### Required task:
How many lines of the listing below contain the word "grass"? Reply with the number alone.

### Listed records:
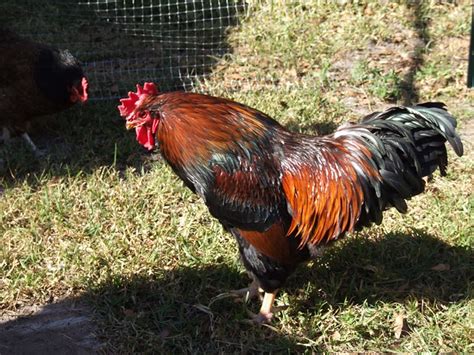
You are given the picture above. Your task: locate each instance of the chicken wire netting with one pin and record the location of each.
(123, 42)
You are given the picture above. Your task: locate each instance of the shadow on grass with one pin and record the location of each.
(175, 310)
(409, 92)
(393, 268)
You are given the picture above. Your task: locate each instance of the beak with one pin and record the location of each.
(130, 125)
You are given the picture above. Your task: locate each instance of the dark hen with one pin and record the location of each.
(35, 80)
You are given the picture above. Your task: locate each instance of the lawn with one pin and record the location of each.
(106, 224)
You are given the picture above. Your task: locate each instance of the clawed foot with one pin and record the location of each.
(266, 311)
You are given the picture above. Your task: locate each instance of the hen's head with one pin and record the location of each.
(136, 111)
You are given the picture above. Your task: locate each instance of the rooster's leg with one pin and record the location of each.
(248, 293)
(266, 311)
(38, 153)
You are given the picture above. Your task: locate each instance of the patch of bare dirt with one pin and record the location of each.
(59, 328)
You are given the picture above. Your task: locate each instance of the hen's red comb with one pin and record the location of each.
(128, 104)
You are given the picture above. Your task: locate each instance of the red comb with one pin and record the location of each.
(85, 88)
(128, 104)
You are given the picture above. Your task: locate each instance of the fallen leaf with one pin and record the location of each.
(441, 267)
(400, 325)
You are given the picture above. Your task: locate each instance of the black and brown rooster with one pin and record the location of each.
(282, 194)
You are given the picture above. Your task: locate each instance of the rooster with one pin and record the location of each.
(285, 195)
(35, 80)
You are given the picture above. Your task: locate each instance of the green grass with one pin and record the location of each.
(101, 221)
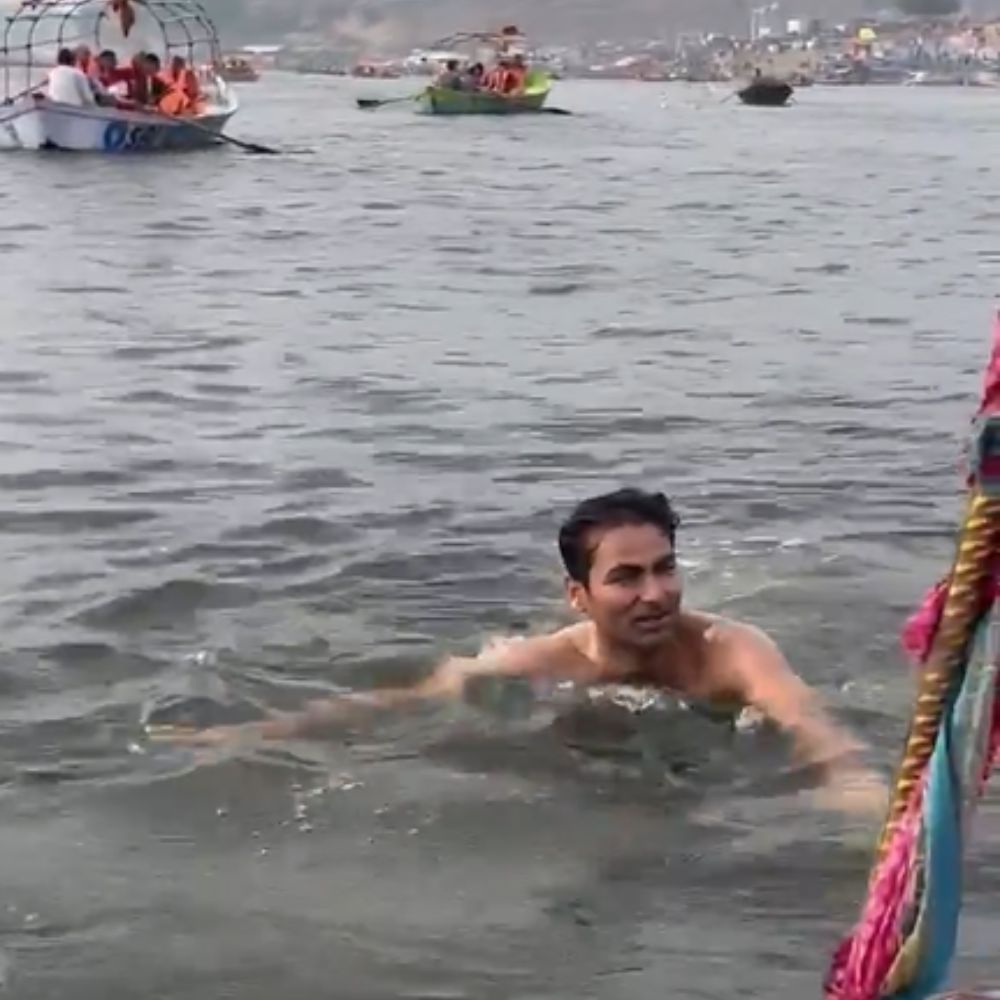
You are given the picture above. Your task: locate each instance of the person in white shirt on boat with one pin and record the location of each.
(68, 84)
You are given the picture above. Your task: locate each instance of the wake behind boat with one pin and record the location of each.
(137, 106)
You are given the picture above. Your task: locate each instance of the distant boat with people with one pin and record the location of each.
(766, 91)
(97, 98)
(237, 69)
(486, 73)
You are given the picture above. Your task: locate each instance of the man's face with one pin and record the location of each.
(633, 594)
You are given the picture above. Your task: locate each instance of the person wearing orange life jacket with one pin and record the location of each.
(493, 80)
(514, 77)
(183, 90)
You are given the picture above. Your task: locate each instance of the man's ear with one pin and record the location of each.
(576, 594)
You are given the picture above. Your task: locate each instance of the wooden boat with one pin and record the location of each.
(444, 101)
(766, 92)
(236, 69)
(487, 47)
(31, 120)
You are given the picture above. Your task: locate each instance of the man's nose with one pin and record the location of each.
(654, 588)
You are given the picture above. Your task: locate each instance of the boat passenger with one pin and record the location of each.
(450, 78)
(113, 78)
(67, 83)
(472, 79)
(495, 77)
(156, 85)
(138, 85)
(84, 60)
(183, 94)
(514, 77)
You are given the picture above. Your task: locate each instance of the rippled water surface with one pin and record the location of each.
(273, 426)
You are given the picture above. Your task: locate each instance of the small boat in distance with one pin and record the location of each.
(766, 92)
(130, 112)
(437, 100)
(483, 73)
(236, 69)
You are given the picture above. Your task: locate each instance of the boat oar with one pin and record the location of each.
(371, 103)
(249, 147)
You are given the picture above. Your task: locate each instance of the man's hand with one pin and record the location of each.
(856, 791)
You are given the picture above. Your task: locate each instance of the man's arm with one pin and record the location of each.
(769, 684)
(540, 656)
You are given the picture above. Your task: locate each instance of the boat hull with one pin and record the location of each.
(443, 101)
(766, 95)
(37, 123)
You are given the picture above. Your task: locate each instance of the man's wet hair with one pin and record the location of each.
(610, 510)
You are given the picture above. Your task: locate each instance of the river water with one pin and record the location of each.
(276, 426)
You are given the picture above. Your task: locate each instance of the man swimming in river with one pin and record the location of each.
(622, 576)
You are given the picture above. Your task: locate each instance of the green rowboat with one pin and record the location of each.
(444, 101)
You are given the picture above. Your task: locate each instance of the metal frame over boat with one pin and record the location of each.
(39, 28)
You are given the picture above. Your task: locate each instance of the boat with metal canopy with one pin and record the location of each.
(39, 29)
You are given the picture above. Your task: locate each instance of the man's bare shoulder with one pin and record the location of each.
(727, 634)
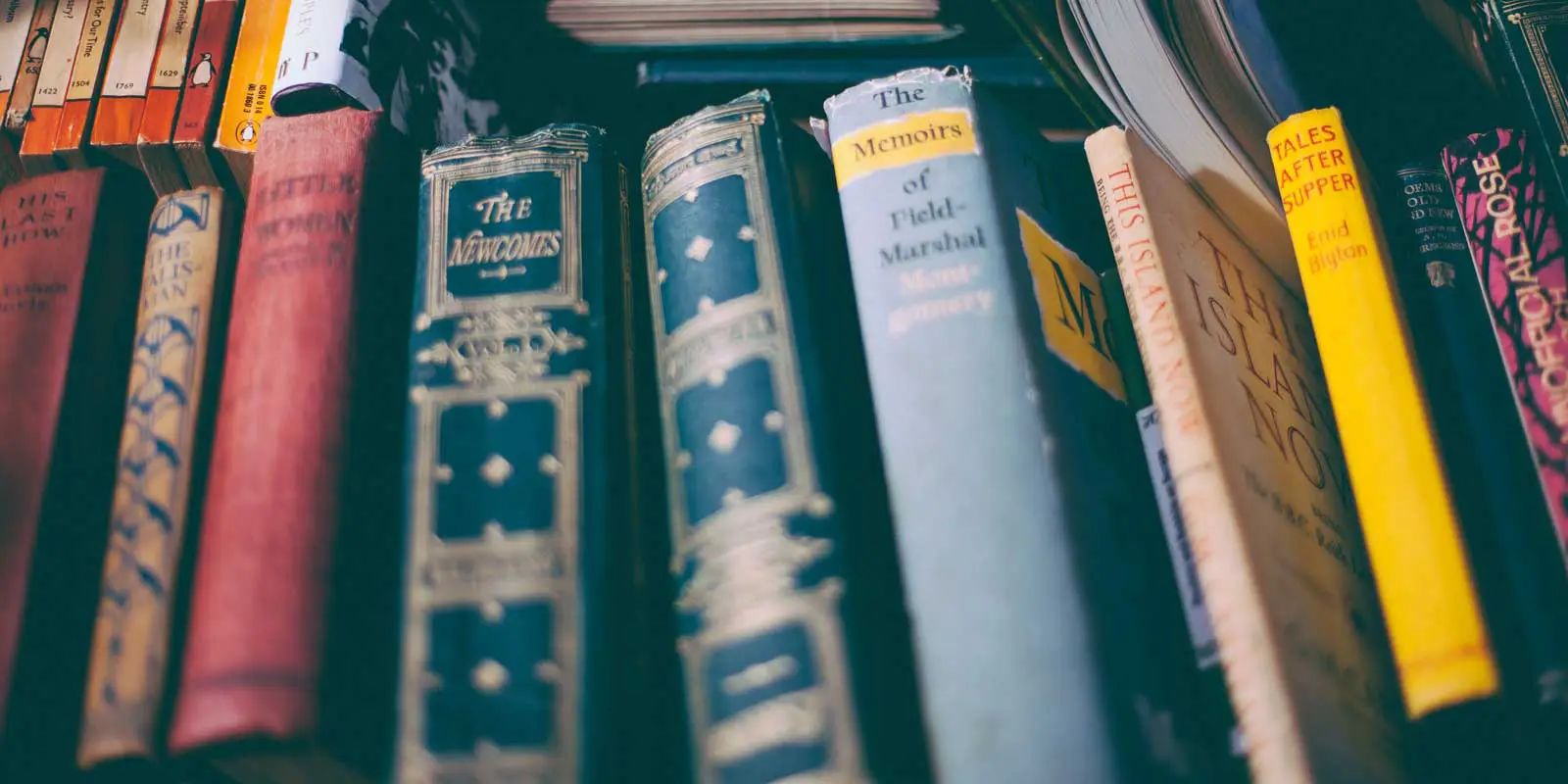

### Reply to the task:
2